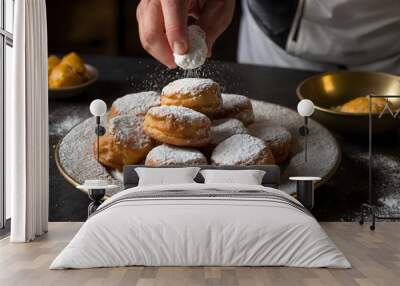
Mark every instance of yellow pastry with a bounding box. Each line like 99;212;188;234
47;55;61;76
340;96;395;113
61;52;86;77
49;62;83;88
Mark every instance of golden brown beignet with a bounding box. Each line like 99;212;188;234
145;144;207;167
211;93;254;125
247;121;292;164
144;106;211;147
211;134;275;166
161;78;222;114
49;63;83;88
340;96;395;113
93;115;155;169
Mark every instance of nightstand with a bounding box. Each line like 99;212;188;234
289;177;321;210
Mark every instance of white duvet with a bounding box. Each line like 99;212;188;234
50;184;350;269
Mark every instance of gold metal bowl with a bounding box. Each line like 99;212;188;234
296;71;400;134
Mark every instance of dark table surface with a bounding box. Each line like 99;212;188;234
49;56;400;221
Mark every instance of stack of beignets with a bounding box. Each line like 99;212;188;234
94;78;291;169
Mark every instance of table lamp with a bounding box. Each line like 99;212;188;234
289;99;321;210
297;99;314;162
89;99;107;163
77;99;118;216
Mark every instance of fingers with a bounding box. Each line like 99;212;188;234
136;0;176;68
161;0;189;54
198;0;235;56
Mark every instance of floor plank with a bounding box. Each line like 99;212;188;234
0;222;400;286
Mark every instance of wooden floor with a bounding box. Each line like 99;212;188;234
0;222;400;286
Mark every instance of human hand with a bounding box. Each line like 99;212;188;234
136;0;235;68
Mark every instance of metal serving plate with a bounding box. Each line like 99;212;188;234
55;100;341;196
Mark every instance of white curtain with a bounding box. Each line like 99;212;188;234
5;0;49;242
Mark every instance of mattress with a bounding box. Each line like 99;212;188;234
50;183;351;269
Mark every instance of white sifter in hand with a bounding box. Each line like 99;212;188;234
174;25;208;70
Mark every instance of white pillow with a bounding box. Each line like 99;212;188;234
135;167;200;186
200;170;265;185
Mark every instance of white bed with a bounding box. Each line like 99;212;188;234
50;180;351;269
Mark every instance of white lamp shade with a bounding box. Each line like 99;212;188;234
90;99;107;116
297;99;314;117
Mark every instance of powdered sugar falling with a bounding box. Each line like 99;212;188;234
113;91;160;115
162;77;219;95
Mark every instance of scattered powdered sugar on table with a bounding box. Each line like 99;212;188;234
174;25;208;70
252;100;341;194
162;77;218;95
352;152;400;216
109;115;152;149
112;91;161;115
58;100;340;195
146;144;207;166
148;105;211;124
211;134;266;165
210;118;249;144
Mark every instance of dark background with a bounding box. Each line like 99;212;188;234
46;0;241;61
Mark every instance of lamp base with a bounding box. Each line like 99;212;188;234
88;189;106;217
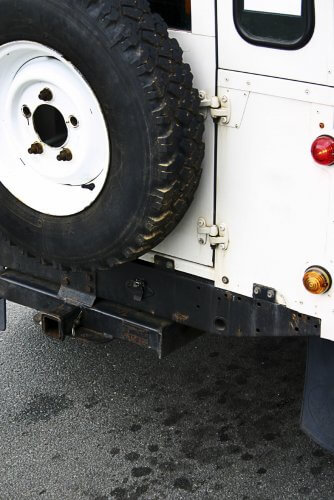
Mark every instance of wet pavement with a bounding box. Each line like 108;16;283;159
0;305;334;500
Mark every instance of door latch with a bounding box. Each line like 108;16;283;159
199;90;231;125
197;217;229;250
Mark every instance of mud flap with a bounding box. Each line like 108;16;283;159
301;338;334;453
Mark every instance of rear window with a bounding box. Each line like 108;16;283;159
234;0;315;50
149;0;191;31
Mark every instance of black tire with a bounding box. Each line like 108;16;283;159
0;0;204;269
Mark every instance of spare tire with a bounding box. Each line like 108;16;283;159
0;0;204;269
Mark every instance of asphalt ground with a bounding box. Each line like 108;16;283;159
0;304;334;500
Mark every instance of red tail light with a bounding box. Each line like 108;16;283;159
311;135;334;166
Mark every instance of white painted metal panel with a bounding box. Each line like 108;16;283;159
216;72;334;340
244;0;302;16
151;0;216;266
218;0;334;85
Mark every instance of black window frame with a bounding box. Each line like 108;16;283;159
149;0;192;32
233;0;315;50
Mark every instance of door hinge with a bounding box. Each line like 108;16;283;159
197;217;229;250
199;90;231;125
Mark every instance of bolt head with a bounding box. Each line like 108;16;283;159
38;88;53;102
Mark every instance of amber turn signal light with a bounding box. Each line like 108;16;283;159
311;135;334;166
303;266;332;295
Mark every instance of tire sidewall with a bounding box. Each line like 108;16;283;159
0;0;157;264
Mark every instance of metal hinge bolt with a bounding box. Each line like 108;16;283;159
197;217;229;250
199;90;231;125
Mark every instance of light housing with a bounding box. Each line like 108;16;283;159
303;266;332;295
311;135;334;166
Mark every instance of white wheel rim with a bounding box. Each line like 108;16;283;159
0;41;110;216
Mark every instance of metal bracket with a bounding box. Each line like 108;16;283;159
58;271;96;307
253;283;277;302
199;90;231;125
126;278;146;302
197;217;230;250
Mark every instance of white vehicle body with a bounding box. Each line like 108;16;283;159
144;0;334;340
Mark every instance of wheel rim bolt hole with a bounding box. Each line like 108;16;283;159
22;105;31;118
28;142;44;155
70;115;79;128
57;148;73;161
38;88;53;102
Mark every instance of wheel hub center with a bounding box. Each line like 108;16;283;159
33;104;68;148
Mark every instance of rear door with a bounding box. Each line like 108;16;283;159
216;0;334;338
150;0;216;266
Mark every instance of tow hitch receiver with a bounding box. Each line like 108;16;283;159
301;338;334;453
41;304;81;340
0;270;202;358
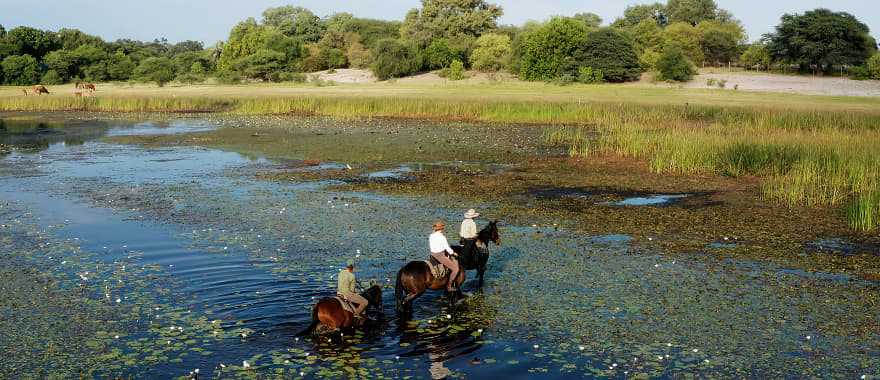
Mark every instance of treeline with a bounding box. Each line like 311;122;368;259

────────────────

Aim of the exercise
Copy out word for word the lines starting at the one containing "Mark every instance of metal bracket" and ending with the last line of the records, leaving the pictures out.

Output below
Mark every instance of metal bracket with a bounding box. Each line like 108;16;283;159
58;271;96;307
253;283;277;302
199;90;231;125
126;278;146;302
197;217;230;250
Mark every instance of white vehicle body with a bounding box. Each line like 108;16;283;159
144;0;334;340
Mark every instance of wheel rim bolt hole with a bounding box. Each line like 108;16;283;159
22;105;31;118
28;142;44;155
70;115;79;128
57;148;73;161
38;88;53;102
Mark every instance of wheel hub center with a bounding box. Each line like 108;16;283;159
33;104;68;148
Mark every instance of rear door with a bounding box. Each line like 108;16;283;159
216;0;334;338
150;0;216;266
Mark every instance of tow hitch receiver with a bounding box. Each line like 108;16;283;159
301;338;334;453
41;304;81;340
0;270;202;358
Mark every instance of treeline with a bounding box. Each line like 311;122;368;259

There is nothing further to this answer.